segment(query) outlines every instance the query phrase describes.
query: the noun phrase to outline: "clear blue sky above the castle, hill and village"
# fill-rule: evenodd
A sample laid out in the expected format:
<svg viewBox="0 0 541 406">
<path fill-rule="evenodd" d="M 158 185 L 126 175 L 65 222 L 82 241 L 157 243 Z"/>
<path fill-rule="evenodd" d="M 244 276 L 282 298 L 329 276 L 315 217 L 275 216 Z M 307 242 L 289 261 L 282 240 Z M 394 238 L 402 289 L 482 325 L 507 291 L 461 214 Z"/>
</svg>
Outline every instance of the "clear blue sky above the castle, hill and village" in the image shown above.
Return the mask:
☆ ☆ ☆
EXERCISE BRIEF:
Return all the data exactly as given.

EXERCISE RESULT:
segment(query) outlines every instance the query phrase describes.
query: the noun phrase to outline: "clear blue sky above the castle, hill and village"
# fill-rule: evenodd
A sample laid out in the expected format:
<svg viewBox="0 0 541 406">
<path fill-rule="evenodd" d="M 158 185 L 126 175 L 65 222 L 82 241 L 157 243 Z"/>
<path fill-rule="evenodd" d="M 244 276 L 282 298 L 329 276 L 315 217 L 275 216 Z M 307 242 L 289 261 L 282 240 Z M 394 238 L 402 289 L 482 325 L 507 291 L 461 214 Z"/>
</svg>
Outline every instance of the "clear blue sky above the castle, hill and village" in the image shown above.
Return the mask:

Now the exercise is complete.